## LIST OF TASKS
**a.** List each number assigned to the vector race_exp in the R notebook excerpt on the goodness-of-fit test.
**b.** Reproduce the passage of the R notebook excerpt on the goodness-of-fit test from "chisq.test(x = race_obs, p = race_exp)" to "sum(race_obs)", keeping every character unchanged.

Next, I need to build a vector of my expected proportions.

In [None]:
# create vector of expected proportions
# make sure you list your proportions in the same order as in your observed table
race_exp <- c(.059, .134, .183, .02, .604)
race_exp

Now I have everything I need to run `chisq.test()` to test Goodness of Fit.

Documentation for `chisq.test()` ===> https://www.rdocumentation.org/packages/stats/versions/3.6.2/topics/chisq.test

In [None]:
# chisq.test(x = observed, p = expected)

chisq.test(x = race_obs, p = race_exp)

In some cases your proportions might not sum exactly to 1 (probably due to rounding), you need to add the argument rescale.p = TRUE.  You will get an error if p does not sum to 1 and you do not use this argument

In [None]:
# if p doesn't sum to 1 exactly

chisq.test(x = race_obs, p = race_exp, rescale.p = TRUE)

sum(race_obs)

## SOURCE DATA
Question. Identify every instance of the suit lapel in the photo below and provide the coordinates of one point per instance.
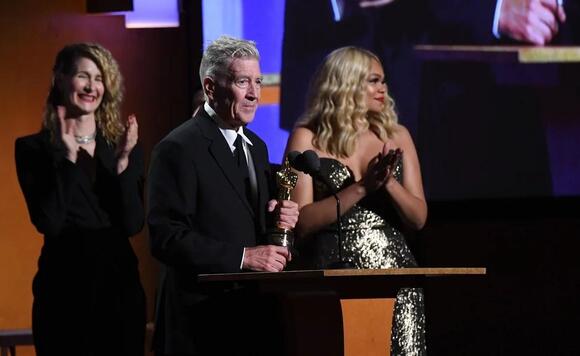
(221, 153)
(261, 166)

## TASK-BY-TASK ANSWERS
**a.**
.059
.134
.183
.02
.604

**b.**
chisq.test(x = race_obs, p = race_exp)

In some cases your proportions might not sum exactly to 1 (probably due to rounding), you need to add the argument rescale.p = TRUE.  You will get an error if p does not sum to 1 and you do not use this argument

In [None]:
# if p doesn't sum to 1 exactly

chisq.test(x = race_obs, p = race_exp, rescale.p = TRUE)

sum(race_obs)